» Your instructions
Answer these questions using the Leetcode solution page below:
1. What does prices[i] represent in the problem?
2. What value does the Python solution return when k is 0 or the prices list is empty?
3. Which entry of the profit list does the Python solution return at the end?

» Document segment
In this Leetcode Best Time to Buy and Sell Stock IV problem solution, You are given an integer array price where prices[i] is the price of a given stock on an ith day and an integer k. Find the maximum profit you can achieve. You may complete most k transactions.

Leetcode Best Time to Buy and Sell Stock IV problem solution


Problem solution in Python.

class Solution:
    def maxProfit(self, k: int, prices: List[int]) -> int:

        if k == 0 or len(prices) == 0:
            return 0

        min_price, profit = [float('inf')] * k, [float('-inf')] * k
        for price in prices:
            min_price[0] = min(min_price[0], price)
            profit[0] = max(profit[0], price - min_price[0])
            for i in range(1, k):
                min_price[i] = min(min_price[i], price - profit[i-1])
                profit[i] = max(profit[i], price - min_price[i])
        
        return profit[k-1]



Problem solution in Java.

» Stored data

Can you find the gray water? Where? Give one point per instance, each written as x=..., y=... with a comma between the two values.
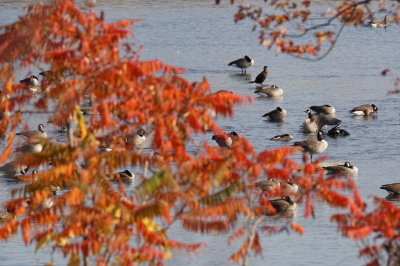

» Completed task
1. The price of a given stock on the ith day.
2. 0
3. profit[k-1]